*EXCERPT PROVIDED*
====

Inspired by the superb role of Pd catalysis in cross-coupling reactions49 and the exceptional chemoselectivity of the developed reactions to alkyl bromides (e.g., 3m–3p), an orthogonal one-pot sequential synthesis was proposed whereby the Pd complex obtained after the photoinduced reaction could adopt the additional role of a catalyst for traditional cross-coupling reactions. To our delight, following the photoinduced phenylation of 2m, the sequential Suzuki-Miyaura cross-coupling reaction smoothly afforded the corresponding arylated product 3mʹ in 55% yield by simply introducing a solution of aryl bromide 5a and K2CO3 in a mixture of EtOH/H2O followed by heating at 100 °C. These one-pot, sequential, Pd-catalyzed reactions using this single Pd source, driven by visible light irradiation and thermal energy, respectively, are an intriguing combination of single-electron and two-electron catalysis, which can provide an operationally simple protocol to form two C–C bonds consecutively.

====

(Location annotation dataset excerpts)
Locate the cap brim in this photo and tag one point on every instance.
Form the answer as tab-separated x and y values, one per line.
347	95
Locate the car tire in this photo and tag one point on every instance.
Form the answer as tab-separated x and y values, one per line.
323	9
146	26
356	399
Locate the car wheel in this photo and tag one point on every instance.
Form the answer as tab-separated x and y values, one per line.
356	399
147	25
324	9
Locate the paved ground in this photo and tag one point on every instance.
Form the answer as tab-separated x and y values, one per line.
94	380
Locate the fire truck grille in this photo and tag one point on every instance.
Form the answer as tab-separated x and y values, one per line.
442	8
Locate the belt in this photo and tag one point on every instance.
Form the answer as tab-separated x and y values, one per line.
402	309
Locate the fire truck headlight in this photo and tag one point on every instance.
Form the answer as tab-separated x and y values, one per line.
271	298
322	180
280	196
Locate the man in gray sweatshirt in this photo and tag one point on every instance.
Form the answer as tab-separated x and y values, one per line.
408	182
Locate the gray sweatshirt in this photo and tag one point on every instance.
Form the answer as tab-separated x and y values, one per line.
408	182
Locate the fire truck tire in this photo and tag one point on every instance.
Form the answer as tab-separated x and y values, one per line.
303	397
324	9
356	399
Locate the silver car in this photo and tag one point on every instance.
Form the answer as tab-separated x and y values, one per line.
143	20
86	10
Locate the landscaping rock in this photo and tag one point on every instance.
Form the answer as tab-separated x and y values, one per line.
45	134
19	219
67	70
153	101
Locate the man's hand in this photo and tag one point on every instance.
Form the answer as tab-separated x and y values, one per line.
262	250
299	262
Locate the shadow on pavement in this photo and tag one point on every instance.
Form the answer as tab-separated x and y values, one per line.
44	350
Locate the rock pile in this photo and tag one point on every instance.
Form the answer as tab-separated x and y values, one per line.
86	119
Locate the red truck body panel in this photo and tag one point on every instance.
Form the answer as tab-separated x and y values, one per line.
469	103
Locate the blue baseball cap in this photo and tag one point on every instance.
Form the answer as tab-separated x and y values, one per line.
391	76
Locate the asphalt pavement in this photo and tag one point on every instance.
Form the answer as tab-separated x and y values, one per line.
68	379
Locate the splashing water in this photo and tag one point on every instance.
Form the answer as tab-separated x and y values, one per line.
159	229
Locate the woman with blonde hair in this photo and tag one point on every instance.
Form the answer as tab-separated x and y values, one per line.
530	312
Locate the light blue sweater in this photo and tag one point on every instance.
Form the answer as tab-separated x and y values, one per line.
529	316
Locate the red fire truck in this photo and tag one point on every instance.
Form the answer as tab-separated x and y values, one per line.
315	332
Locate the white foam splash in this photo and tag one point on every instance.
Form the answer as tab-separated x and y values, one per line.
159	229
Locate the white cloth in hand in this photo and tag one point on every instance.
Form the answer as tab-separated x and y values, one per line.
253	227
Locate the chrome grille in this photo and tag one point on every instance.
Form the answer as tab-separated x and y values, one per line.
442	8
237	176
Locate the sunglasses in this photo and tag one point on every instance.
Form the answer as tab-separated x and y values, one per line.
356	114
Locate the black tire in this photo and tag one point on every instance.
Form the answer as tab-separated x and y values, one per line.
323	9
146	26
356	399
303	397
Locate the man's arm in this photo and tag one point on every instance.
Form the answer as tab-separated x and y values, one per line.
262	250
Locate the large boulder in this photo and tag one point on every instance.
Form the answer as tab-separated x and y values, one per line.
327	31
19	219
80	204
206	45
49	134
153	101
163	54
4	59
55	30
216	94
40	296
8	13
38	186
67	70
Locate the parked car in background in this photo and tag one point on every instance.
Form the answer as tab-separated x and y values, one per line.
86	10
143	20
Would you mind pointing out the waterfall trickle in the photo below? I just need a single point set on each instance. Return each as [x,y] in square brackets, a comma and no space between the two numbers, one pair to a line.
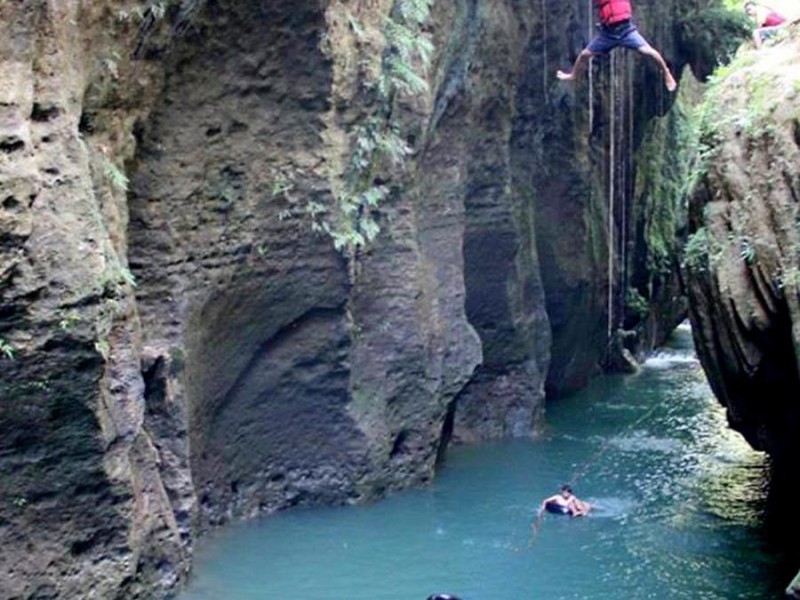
[546,69]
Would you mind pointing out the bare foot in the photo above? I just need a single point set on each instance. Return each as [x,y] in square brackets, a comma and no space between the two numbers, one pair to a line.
[672,85]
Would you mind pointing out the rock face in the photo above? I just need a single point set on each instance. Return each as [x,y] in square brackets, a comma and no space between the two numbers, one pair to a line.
[179,347]
[742,255]
[742,258]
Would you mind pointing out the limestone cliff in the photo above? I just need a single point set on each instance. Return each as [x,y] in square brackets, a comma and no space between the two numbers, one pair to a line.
[743,255]
[180,342]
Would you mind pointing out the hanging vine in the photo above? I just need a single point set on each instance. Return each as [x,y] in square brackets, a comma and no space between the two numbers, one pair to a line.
[378,141]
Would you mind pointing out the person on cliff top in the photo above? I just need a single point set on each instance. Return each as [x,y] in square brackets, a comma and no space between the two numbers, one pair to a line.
[565,503]
[616,29]
[767,21]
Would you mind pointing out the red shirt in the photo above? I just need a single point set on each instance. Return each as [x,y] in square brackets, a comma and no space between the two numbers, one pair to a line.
[773,20]
[614,11]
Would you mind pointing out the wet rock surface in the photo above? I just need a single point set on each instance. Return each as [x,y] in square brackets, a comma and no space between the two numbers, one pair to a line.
[187,350]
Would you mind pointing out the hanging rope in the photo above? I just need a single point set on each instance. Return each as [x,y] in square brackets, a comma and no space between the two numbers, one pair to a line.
[611,193]
[579,473]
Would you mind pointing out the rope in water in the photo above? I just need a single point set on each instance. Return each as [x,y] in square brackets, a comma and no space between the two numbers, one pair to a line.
[536,525]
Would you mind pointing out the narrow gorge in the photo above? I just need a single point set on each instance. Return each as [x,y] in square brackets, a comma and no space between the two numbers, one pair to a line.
[263,254]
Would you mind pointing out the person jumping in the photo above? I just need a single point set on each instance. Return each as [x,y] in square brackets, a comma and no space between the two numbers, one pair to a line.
[616,29]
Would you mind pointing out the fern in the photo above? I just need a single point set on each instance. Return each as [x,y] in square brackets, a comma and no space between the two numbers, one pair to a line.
[378,141]
[117,178]
[6,349]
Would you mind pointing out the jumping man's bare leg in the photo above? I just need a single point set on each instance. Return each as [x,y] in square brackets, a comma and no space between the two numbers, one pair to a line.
[669,80]
[572,75]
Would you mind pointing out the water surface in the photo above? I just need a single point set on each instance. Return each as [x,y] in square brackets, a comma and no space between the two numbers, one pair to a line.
[679,517]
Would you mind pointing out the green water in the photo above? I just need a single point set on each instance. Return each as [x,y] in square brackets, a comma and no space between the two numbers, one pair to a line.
[680,501]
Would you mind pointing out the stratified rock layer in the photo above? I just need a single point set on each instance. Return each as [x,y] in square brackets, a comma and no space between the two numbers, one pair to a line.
[743,257]
[179,348]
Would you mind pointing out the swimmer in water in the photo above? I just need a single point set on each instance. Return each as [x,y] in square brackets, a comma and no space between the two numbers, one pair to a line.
[565,503]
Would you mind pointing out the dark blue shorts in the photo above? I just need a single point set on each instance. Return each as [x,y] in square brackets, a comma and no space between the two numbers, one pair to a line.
[622,34]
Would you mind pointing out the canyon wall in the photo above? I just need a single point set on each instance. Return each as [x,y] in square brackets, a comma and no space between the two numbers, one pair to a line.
[182,345]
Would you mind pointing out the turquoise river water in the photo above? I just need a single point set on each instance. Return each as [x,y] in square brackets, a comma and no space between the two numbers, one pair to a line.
[679,497]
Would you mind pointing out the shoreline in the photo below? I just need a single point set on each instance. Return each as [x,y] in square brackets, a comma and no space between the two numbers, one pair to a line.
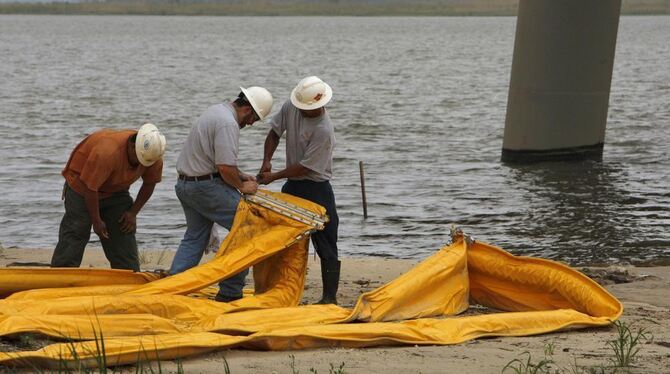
[305,8]
[644,292]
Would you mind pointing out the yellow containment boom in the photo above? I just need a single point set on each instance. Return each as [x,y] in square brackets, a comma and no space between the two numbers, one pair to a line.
[140,317]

====

In the passage on one-pot palladium-catalyzed reactions, what yield of the arylated product 3mʹ did the sequential Suzuki-Miyaura cross-coupling give?

55%